### Exercise instructions:
Copy each line below exactly as it appears. Pictures are to be omitted.

⟨

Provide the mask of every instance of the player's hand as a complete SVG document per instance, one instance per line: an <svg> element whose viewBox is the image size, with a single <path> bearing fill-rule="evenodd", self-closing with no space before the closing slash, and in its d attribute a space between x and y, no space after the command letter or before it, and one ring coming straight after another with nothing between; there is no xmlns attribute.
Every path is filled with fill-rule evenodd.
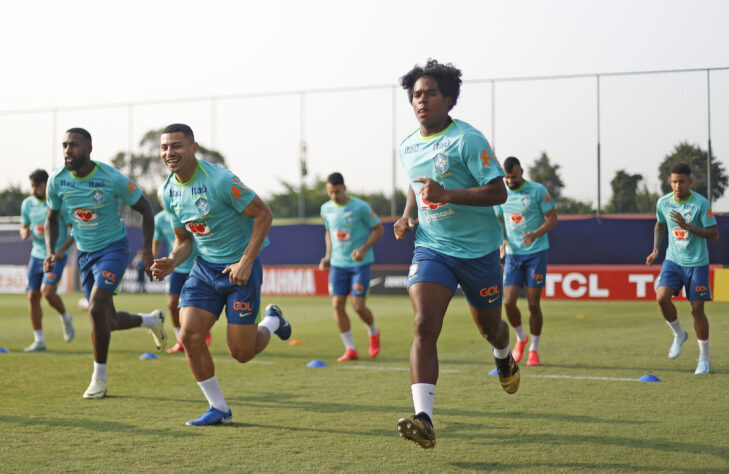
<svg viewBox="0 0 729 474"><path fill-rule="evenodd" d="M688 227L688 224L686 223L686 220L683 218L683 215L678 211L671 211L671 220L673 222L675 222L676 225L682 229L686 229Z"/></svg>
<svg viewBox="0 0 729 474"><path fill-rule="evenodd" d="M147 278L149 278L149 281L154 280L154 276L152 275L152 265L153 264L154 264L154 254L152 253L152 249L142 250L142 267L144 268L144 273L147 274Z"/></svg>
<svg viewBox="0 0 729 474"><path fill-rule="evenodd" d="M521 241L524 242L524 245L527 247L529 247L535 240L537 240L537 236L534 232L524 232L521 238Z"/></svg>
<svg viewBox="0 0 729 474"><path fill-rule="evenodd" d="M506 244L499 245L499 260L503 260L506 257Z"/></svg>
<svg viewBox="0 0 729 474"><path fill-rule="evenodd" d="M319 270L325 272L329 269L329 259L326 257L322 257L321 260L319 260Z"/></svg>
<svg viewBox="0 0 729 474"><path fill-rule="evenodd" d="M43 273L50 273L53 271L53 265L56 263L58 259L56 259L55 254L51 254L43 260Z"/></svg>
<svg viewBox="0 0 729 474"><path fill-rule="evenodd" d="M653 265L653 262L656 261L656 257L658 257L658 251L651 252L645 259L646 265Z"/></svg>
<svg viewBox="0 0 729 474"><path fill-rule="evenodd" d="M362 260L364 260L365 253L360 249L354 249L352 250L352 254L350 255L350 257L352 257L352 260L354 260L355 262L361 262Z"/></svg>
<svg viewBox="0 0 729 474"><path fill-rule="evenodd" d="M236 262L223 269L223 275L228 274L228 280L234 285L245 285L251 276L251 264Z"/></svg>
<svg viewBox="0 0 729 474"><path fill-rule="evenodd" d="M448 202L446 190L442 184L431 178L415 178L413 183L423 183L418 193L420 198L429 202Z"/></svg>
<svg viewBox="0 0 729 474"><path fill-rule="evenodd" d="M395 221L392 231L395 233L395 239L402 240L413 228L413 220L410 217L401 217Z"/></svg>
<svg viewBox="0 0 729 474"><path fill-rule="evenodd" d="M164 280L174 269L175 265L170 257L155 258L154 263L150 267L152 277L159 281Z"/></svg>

⟩

### Task output:
Provide the mask of every instance of the player's hand as a complete SVG document per instance, one instance per line: an <svg> element whose viewBox is the image size, with a single <path> bearing fill-rule="evenodd", self-closing with no space before the closing slash, and in its d attribute a space between x and y, no space after the command letter or before it, and one ring coming straight after another with nothing between; there is no xmlns attribute.
Every path is filled with fill-rule evenodd.
<svg viewBox="0 0 729 474"><path fill-rule="evenodd" d="M688 227L688 224L686 223L686 220L683 218L683 215L678 211L671 211L671 220L673 222L675 222L676 225L682 229L686 229Z"/></svg>
<svg viewBox="0 0 729 474"><path fill-rule="evenodd" d="M147 278L149 278L149 281L154 280L154 276L152 275L152 265L153 264L154 264L154 254L152 253L152 249L142 250L142 267L144 268L144 273L147 274Z"/></svg>
<svg viewBox="0 0 729 474"><path fill-rule="evenodd" d="M521 241L524 242L524 245L527 247L529 247L535 240L537 240L537 236L534 232L524 232L521 238Z"/></svg>
<svg viewBox="0 0 729 474"><path fill-rule="evenodd" d="M506 244L499 245L499 260L503 260L506 257Z"/></svg>
<svg viewBox="0 0 729 474"><path fill-rule="evenodd" d="M319 270L325 272L329 269L329 259L326 257L322 257L321 260L319 260Z"/></svg>
<svg viewBox="0 0 729 474"><path fill-rule="evenodd" d="M43 273L50 273L53 271L53 265L56 263L58 259L56 259L55 254L51 254L43 260Z"/></svg>
<svg viewBox="0 0 729 474"><path fill-rule="evenodd" d="M653 265L653 262L656 261L656 257L658 257L658 251L651 252L645 259L646 265Z"/></svg>
<svg viewBox="0 0 729 474"><path fill-rule="evenodd" d="M362 260L364 260L365 253L360 249L354 249L352 250L352 254L350 255L350 257L352 257L352 260L354 260L355 262L361 262Z"/></svg>
<svg viewBox="0 0 729 474"><path fill-rule="evenodd" d="M236 262L223 269L223 275L228 274L228 280L234 285L245 285L251 276L251 264Z"/></svg>
<svg viewBox="0 0 729 474"><path fill-rule="evenodd" d="M448 202L446 190L442 184L431 178L415 178L413 183L423 183L418 193L420 198L429 202Z"/></svg>
<svg viewBox="0 0 729 474"><path fill-rule="evenodd" d="M395 221L392 231L395 233L395 239L402 240L413 228L413 220L410 217L401 217Z"/></svg>
<svg viewBox="0 0 729 474"><path fill-rule="evenodd" d="M164 280L174 269L175 265L170 257L155 258L154 263L150 267L152 277L159 281Z"/></svg>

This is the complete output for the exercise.